Segment Start: Extracted entries

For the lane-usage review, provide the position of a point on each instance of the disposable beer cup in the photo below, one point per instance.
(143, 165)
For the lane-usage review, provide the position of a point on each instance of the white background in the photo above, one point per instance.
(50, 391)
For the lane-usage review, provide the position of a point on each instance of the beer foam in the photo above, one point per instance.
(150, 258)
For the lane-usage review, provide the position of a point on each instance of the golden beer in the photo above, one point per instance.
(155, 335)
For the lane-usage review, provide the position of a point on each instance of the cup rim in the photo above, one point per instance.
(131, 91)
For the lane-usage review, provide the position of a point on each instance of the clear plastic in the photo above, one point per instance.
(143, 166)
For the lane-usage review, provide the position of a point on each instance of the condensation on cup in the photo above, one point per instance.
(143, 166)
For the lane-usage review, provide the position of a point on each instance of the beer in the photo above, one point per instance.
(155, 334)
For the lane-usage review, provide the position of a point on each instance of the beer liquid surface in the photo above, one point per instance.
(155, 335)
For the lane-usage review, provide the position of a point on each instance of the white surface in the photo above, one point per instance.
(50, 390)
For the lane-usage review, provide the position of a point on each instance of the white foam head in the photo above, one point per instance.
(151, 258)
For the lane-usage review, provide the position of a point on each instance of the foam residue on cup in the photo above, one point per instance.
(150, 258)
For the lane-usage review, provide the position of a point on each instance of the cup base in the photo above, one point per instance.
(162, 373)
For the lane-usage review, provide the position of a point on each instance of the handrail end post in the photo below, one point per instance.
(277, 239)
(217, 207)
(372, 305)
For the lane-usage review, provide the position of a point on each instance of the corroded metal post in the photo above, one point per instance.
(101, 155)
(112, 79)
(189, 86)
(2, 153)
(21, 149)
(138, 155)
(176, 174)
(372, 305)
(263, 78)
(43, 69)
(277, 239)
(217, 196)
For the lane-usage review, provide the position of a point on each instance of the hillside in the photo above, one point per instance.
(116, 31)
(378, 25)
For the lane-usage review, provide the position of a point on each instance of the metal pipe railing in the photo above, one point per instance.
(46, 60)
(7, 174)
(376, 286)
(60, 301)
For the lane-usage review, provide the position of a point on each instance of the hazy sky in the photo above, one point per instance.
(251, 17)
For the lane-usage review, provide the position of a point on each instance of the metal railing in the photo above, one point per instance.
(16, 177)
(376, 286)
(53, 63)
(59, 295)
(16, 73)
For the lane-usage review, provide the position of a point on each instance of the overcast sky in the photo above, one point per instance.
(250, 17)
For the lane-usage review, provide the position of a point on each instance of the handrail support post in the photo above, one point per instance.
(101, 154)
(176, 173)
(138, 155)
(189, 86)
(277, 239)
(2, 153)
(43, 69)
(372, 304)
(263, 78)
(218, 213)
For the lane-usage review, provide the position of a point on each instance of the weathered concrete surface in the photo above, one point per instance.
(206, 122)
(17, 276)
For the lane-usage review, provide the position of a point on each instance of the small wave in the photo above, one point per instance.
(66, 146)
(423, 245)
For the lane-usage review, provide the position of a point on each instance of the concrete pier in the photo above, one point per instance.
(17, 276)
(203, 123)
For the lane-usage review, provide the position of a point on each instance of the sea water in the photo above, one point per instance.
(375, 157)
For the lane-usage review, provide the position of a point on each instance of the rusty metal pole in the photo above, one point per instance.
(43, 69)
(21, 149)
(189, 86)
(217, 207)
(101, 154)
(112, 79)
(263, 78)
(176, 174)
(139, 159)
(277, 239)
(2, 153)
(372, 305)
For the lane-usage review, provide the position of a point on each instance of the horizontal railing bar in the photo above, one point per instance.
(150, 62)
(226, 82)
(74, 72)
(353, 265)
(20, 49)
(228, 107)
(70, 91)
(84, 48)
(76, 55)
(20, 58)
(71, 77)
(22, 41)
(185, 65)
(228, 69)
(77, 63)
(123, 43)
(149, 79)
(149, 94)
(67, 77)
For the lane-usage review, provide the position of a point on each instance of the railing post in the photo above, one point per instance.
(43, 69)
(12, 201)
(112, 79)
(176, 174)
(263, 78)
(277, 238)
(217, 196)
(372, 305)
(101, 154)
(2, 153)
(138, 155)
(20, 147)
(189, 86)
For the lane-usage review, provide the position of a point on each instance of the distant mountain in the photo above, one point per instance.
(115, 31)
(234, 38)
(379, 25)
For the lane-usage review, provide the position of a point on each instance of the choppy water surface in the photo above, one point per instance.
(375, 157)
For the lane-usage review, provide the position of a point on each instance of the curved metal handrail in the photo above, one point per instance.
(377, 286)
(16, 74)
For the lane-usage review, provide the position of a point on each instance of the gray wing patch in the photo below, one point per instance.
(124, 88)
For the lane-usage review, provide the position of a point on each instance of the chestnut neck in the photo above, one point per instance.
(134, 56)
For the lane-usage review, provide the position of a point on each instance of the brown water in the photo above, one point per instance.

Segment End: Extracted entries

### [What you should do]
The data, all of it, should be transcribed exactly.

### [Answer to this task]
For the lane-usage review, provide the position of a point on each instance of the disposable beer cup in the photo below, one point per instance.
(143, 165)
For the lane-usage review, provide the position of a point on each instance of the white background in the photo above, one point per instance.
(50, 391)
For the lane-usage review, provide the position of a point on each instance of the beer foam in the photo above, one point per instance.
(150, 258)
For the lane-usage review, provide the position of a point on each instance of the golden beer in the photo above, one point per instance.
(155, 335)
For the lane-usage review, provide the position of a point on each instance of the cup rim in the photo above, one point per instance.
(131, 91)
For the lane-usage review, provide the position of a point on each instance of the clear plastic in the photo above, one point per instance.
(143, 166)
For the lane-usage review, provide the position of a point on each instance of the condensation on cup in the photo above, one point per instance.
(143, 166)
For the lane-usage review, provide the position of a point on each instance of the beer in the photo above, one point per instance.
(155, 334)
For the lane-usage review, provide the position of a point on each instance of the beer liquid surface in the photo above, one point per instance.
(155, 335)
For the lane-usage review, provide the position of a point on each instance of the white surface in the photo above, one point per instance.
(50, 390)
For the lane-usage review, provide the position of a point on each instance of the white foam head in the photo above, one point per instance.
(151, 258)
For the lane-usage review, provide the position of a point on each instance of the foam residue on cup in the photo above, one point per instance.
(150, 258)
For the lane-usage review, provide the position of a point on each instance of the cup base in the photo above, one point per instance.
(162, 373)
For the lane-usage review, provide the position of a point on each instance of the handrail end post in the photo below, one point per instance.
(277, 239)
(217, 207)
(372, 305)
For the lane-usage review, provide the position of a point on each instance of the corroded metal post in the photo above, one point per instance.
(101, 155)
(112, 79)
(189, 86)
(2, 153)
(21, 149)
(138, 155)
(176, 174)
(372, 305)
(263, 78)
(43, 69)
(277, 239)
(217, 196)
For the lane-usage review, provide the position of a point on each instance of the hillside in the photo above, one point per instance.
(116, 31)
(378, 25)
For the lane-usage review, provide the position of a point on each instance of the metal pipe railing in the photo above, one point per instance.
(46, 60)
(7, 174)
(376, 286)
(60, 301)
For the lane-usage review, provide the position of a point on each instance of the hazy sky in the photo above, one point per instance.
(251, 17)
For the lane-usage review, provide the position of a point on each instance of the metal railing in the photo above, one point per instance.
(16, 177)
(376, 286)
(53, 63)
(59, 295)
(16, 73)
For the lane-usage review, provide the position of a point on each instance of the overcast sky in the photo above, one point per instance.
(250, 17)
For the lane-usage review, provide the position of a point on each instance of the handrail support post in the photo above, one point per instance.
(101, 154)
(176, 173)
(138, 155)
(189, 86)
(277, 239)
(2, 153)
(43, 69)
(372, 304)
(263, 78)
(218, 213)
For the lane-usage review, provide the position of a point on each instance of the weathered concrete surface in the photo above, one point per instance.
(206, 122)
(17, 276)
For the lane-usage review, provide the position of a point on each instance of the small wave in the photo above, one point per instance.
(66, 146)
(423, 245)
For the lane-usage review, provide the position of a point on each instance of the concrete pier in the photo above, one point per instance.
(17, 276)
(203, 123)
For the lane-usage review, provide the position of a point on each instance of the sea water in the photo above, one point per instance.
(375, 157)
For the lane-usage review, provide the position of a point on each instance of the rusty metal pole in the photo above, one point per instance.
(43, 69)
(21, 149)
(189, 86)
(217, 207)
(101, 154)
(112, 79)
(263, 78)
(176, 174)
(139, 159)
(277, 239)
(2, 153)
(372, 305)
For the lane-usage review, provide the position of a point on each instance of the horizontal railing bar in the photo above, one point per instance.
(150, 62)
(226, 82)
(74, 72)
(353, 265)
(20, 49)
(228, 107)
(70, 91)
(84, 48)
(76, 55)
(20, 58)
(71, 77)
(22, 41)
(185, 65)
(228, 69)
(77, 63)
(123, 43)
(149, 79)
(149, 94)
(67, 77)
For the lane-usage review, provide the position of a point on each instance of the railing post in the photo above, one point per instance.
(43, 69)
(12, 201)
(112, 79)
(176, 174)
(263, 78)
(277, 238)
(217, 196)
(372, 305)
(101, 154)
(2, 153)
(138, 155)
(20, 147)
(189, 86)
For the lane-usage review, provide the position of a point on each instance of the distant mountain in the photo above, one point per instance.
(115, 31)
(234, 38)
(379, 25)
For the lane-usage review, provide the position of a point on each instance of the choppy water surface in the photo above, one point per instance.
(375, 157)
For the lane-usage review, provide the position of a point on each instance of the curved metal handrail in the photo above, one point per instance.
(377, 286)
(16, 74)
For the lane-usage review, provide the position of a point on each instance of the gray wing patch in the photo below, one point per instance.
(124, 88)
For the lane-usage review, provide the position of a point on each instance of the chestnut neck in the photo above, one point per instance.
(134, 56)
For the lane-usage review, provide the position of a point on each instance of the brown water in the photo above, one point per instance.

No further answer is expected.